Word for word, give every line of the listing again.
-*-
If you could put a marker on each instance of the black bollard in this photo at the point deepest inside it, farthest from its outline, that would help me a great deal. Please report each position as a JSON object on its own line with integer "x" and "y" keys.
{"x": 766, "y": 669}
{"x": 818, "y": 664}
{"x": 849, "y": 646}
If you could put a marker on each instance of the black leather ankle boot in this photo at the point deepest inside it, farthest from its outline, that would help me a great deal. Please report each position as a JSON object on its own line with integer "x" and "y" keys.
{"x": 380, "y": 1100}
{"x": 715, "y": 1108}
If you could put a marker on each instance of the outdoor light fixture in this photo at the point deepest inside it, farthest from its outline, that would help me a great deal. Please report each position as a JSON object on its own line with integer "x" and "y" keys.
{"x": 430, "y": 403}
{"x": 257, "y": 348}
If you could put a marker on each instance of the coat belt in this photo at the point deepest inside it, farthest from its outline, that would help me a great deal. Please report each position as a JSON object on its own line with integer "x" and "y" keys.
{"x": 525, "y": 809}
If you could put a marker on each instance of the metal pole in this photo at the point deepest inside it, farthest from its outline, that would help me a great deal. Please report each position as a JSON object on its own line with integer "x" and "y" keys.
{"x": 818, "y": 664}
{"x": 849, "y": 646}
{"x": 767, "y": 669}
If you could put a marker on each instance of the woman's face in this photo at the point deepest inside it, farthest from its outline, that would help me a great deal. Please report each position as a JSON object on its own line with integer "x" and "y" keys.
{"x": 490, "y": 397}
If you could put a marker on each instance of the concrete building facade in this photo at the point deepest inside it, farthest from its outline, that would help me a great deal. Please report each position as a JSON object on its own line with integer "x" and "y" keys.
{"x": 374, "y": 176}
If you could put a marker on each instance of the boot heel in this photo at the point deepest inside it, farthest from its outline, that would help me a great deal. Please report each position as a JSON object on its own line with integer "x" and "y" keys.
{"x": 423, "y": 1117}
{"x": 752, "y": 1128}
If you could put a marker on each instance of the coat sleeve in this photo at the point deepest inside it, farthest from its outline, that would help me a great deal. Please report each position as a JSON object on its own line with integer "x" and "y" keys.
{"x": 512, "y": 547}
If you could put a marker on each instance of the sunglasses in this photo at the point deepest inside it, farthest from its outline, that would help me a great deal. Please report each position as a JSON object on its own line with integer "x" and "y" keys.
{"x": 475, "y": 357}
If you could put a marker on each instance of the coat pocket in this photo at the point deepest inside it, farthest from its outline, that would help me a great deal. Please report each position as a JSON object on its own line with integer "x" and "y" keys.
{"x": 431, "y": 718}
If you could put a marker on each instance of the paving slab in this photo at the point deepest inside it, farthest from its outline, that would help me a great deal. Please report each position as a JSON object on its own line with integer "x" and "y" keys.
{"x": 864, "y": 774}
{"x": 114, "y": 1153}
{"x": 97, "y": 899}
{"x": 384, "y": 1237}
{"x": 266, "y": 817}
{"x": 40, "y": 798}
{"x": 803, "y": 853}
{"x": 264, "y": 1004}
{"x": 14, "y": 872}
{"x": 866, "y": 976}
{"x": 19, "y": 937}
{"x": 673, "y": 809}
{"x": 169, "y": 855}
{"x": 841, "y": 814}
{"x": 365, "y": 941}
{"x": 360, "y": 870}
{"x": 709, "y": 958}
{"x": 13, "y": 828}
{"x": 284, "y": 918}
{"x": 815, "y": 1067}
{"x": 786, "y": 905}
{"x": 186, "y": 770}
-*-
▸ The answer
If you could put a marker on each instance of the black bollard in this photo at the point deepest inside it, farthest from its outline, that would help me a great deal. Please report each position as a JSON object on its own line with integer "x" and "y" keys.
{"x": 766, "y": 669}
{"x": 818, "y": 664}
{"x": 849, "y": 646}
If you could put a marker on each instance of the black leather ankle boot in this photo at the point deepest inside it, farthest from its outline, that would help me a great deal. Please report each position as a JSON object on its own line with integer "x" and "y" keys.
{"x": 380, "y": 1100}
{"x": 715, "y": 1108}
If you could put a marker on each instance of the outdoor light fixture in this photo at the point deepest inside it, farthest from its outline, that would help me a great deal. Please report each position as a JSON object on its own line with integer "x" and "y" keys.
{"x": 430, "y": 403}
{"x": 257, "y": 348}
If you could put a marker on each instance of the coat belt in this photo at the point deepest inside it, farthest from its outline, that would help me a great deal. Please report each position as a JSON object on its own line with integer "x" and "y" keys.
{"x": 525, "y": 809}
If you could put a marker on each instance of the metal pole in this photo at the point deepest inside it, farthest from its outline, that would help me a great deal. Please report each position as a JSON object on its own line with integer "x" and "y" keys.
{"x": 818, "y": 664}
{"x": 849, "y": 646}
{"x": 767, "y": 669}
If you could put a marker on each instance of the woman's face in this photo at the point deepest inside it, farthest from its outline, that would help me a great deal. Please report each position as a JSON object on its own line with integer "x" and "y" keys.
{"x": 490, "y": 397}
If you could put a marker on each instance of the concrete building facade in this photo at the point deepest inside it, farthest from its outline, that would help me a great deal. Please report each position as a JSON object on its own line with integer "x" and "y" keys.
{"x": 374, "y": 176}
If you could put a marker on each instance of the boot heel in this photo at the point deepest inside it, farthest from its outline, that would help me a great deal. Please report each position as a JSON object on its own line with integer "x" and "y" keys.
{"x": 423, "y": 1117}
{"x": 752, "y": 1128}
If you could put a marker on each instance of the coat sleeve in this photo at the point deepest inside it, farthest from its outline, that would help me a great deal. Please report each position as a JSON object on its own line with integer "x" and "y" keys.
{"x": 512, "y": 547}
If you could put a marker on each instance of the sunglasses in this photo at the point deepest inside it, farthest from its outline, that would help me a great deal. Please report each position as a JSON object on its own line with integer "x" and "y" keys.
{"x": 475, "y": 357}
If you could put a marker on each instance of the coat pocket in this photo at the point deepest inside it, farthest from its outline, that would help me a great deal. Please report each position as a JSON object on its own line with integer "x" and "y" keys.
{"x": 431, "y": 718}
If you could put a marker on each instance of the paving slab in this photo at the point deepest inside it, farthest from its outline, that would help me a great deal. Please report each position as a JSON object on its own line with integer "x" and "y" keys.
{"x": 864, "y": 774}
{"x": 114, "y": 1153}
{"x": 97, "y": 899}
{"x": 384, "y": 1237}
{"x": 266, "y": 817}
{"x": 40, "y": 798}
{"x": 803, "y": 853}
{"x": 264, "y": 1004}
{"x": 14, "y": 872}
{"x": 866, "y": 976}
{"x": 19, "y": 937}
{"x": 673, "y": 809}
{"x": 169, "y": 855}
{"x": 841, "y": 814}
{"x": 365, "y": 941}
{"x": 360, "y": 870}
{"x": 709, "y": 958}
{"x": 13, "y": 828}
{"x": 284, "y": 918}
{"x": 815, "y": 1067}
{"x": 786, "y": 905}
{"x": 186, "y": 770}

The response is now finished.